======== SOURCE RECORDS ========

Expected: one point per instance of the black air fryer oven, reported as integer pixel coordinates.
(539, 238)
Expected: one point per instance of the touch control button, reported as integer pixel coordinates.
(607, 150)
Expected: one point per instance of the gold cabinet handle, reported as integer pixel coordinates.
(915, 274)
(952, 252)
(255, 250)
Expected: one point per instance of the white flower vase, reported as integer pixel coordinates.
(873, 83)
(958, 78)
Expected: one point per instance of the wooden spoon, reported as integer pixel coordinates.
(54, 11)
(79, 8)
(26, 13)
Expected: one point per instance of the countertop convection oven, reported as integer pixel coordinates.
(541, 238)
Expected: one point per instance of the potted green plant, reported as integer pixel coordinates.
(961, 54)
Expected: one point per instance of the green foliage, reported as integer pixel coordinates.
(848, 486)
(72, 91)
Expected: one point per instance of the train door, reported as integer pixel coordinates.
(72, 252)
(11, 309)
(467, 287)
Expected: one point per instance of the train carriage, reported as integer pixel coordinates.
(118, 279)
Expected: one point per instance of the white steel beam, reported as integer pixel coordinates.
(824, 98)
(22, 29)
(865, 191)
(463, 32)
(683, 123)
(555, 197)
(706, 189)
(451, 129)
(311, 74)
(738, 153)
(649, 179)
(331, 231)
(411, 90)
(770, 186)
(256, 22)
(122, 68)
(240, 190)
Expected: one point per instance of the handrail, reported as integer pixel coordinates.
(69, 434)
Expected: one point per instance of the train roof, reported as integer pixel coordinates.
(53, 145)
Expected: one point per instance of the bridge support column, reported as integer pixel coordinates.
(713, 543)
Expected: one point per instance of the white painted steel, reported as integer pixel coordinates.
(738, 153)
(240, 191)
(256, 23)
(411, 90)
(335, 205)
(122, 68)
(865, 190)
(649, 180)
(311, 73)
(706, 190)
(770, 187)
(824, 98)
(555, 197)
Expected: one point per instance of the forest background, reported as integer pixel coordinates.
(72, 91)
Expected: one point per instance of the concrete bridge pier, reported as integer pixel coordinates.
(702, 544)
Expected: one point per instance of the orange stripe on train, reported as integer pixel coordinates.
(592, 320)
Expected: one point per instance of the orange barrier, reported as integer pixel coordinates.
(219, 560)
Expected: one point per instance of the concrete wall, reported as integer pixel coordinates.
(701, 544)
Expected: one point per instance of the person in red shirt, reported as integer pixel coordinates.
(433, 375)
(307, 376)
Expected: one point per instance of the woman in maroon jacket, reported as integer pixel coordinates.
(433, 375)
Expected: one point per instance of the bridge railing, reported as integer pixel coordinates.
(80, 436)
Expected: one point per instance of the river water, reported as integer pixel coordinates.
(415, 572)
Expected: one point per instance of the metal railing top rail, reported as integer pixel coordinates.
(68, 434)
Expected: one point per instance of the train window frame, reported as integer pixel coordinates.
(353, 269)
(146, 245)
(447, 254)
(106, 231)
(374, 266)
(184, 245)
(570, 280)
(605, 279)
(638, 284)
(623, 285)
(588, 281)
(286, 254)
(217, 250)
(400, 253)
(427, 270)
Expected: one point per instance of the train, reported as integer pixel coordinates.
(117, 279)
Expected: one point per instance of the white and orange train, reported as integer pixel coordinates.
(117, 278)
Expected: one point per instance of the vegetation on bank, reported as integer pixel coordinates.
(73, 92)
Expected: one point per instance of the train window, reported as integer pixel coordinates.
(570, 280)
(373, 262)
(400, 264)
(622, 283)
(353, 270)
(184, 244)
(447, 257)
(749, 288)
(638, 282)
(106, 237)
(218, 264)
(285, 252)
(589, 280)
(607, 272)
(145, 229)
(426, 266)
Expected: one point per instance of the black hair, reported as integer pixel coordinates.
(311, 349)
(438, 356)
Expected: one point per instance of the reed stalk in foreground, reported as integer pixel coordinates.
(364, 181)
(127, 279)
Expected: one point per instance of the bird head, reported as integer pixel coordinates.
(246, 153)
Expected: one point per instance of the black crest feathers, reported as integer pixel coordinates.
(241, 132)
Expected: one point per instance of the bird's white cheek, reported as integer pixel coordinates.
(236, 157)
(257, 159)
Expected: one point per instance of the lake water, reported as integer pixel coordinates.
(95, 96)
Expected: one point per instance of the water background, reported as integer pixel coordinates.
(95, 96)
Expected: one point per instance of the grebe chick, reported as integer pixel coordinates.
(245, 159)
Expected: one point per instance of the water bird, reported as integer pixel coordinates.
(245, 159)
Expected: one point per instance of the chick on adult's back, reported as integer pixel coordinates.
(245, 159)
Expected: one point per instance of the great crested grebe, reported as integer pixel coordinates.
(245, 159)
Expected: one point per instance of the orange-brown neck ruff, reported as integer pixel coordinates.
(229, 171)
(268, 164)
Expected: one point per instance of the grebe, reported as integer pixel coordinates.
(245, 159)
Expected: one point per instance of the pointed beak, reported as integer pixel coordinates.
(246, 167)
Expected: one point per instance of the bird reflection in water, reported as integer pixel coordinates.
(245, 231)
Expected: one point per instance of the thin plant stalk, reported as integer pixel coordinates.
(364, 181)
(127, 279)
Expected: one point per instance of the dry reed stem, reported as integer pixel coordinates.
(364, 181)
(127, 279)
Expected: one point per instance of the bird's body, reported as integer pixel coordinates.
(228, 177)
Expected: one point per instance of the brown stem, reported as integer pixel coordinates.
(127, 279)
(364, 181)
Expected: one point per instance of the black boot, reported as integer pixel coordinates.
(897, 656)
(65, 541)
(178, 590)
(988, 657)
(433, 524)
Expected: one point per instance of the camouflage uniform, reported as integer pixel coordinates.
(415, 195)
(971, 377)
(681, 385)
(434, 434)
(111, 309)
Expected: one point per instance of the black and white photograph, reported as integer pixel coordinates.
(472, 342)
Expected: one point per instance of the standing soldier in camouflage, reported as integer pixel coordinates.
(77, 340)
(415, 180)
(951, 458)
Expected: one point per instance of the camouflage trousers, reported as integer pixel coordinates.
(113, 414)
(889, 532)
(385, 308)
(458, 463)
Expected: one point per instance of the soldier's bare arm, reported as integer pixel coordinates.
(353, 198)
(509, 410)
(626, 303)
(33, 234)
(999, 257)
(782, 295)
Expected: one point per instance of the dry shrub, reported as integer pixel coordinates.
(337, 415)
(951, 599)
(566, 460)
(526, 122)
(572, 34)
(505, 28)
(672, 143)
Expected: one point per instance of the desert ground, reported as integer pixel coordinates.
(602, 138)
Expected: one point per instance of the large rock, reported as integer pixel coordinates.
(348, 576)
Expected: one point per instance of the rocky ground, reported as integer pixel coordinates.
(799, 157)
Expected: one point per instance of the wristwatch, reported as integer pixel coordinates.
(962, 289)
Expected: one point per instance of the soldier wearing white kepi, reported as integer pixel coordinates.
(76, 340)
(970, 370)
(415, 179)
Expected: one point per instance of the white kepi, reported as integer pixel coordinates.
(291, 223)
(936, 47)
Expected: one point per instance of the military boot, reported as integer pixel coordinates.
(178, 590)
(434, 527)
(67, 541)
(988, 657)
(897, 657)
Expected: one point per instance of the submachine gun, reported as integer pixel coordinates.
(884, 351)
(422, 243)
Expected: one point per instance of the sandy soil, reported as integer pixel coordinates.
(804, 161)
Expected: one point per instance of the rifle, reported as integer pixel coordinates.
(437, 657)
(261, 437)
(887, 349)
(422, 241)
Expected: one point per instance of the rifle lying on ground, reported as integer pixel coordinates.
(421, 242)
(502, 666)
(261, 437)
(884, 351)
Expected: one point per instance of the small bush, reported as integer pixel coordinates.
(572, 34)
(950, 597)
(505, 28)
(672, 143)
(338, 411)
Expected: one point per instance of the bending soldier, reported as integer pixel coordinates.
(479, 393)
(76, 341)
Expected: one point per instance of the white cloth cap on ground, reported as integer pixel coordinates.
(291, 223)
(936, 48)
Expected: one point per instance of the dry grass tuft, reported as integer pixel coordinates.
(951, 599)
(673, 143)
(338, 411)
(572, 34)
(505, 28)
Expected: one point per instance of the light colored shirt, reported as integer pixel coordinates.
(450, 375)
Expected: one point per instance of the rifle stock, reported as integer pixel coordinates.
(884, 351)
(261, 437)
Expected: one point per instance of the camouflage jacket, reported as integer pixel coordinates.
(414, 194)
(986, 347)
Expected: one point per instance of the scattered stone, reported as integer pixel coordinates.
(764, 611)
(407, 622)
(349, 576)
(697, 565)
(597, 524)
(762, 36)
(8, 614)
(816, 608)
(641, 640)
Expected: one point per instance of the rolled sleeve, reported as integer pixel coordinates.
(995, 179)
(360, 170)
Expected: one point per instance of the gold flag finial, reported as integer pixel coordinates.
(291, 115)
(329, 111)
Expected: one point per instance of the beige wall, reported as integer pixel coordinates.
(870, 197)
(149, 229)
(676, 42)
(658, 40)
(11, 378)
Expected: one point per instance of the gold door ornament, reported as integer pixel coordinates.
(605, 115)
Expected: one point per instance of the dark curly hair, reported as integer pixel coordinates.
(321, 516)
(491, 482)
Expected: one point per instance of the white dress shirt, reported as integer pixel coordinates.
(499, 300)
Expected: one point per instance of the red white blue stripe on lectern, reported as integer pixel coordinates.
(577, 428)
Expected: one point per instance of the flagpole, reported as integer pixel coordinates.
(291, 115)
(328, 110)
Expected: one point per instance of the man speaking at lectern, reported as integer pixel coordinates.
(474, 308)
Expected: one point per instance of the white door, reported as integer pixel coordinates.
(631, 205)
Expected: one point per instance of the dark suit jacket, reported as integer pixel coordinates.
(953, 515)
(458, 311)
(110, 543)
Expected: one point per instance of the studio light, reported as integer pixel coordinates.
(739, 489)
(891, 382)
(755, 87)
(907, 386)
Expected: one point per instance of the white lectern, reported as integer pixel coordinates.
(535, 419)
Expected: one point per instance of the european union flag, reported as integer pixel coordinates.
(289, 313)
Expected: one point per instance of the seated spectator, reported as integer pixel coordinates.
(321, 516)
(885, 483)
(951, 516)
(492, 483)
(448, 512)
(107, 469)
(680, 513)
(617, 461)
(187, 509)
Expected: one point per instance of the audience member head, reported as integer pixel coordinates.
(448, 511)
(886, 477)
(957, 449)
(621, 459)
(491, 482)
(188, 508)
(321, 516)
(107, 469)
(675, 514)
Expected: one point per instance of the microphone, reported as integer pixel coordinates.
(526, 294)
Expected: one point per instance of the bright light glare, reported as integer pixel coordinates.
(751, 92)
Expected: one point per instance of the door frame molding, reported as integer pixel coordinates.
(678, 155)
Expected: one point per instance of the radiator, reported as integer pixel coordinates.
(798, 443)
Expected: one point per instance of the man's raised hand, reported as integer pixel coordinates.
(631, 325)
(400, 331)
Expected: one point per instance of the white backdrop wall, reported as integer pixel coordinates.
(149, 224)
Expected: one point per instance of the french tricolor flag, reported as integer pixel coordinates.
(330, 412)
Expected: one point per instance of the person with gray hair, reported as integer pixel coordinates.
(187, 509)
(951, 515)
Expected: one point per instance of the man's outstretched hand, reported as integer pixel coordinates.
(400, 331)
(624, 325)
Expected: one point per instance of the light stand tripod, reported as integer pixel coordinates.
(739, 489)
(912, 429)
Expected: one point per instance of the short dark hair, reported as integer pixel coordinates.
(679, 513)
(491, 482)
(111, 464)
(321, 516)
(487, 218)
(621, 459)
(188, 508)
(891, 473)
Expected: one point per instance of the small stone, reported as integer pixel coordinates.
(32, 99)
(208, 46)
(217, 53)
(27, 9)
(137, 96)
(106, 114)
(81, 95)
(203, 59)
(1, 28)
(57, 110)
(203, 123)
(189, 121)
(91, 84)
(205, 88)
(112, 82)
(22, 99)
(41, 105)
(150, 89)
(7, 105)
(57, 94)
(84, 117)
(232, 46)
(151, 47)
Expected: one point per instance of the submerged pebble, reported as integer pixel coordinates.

========

_REQUIRED TASK_. Return, word for word, every line from the line with "Expected: one point per instance of the short" to the final line of the data.

_CORRECT OUTPUT_.
Expected: one point per instance of the short dark hair, reported as integer pixel coordinates.
(679, 513)
(491, 482)
(111, 464)
(321, 516)
(487, 218)
(621, 459)
(188, 508)
(891, 473)
Expected: one point per instance of the small stone, reported as integer pixel coordinates.
(32, 99)
(208, 46)
(217, 53)
(27, 9)
(137, 96)
(106, 114)
(81, 95)
(203, 59)
(1, 28)
(57, 110)
(203, 123)
(189, 121)
(91, 84)
(205, 88)
(112, 82)
(22, 99)
(41, 105)
(150, 89)
(7, 105)
(57, 94)
(84, 117)
(232, 46)
(151, 47)
Expected: one point per instance of the submerged pebble, reported as integer pixel coordinates.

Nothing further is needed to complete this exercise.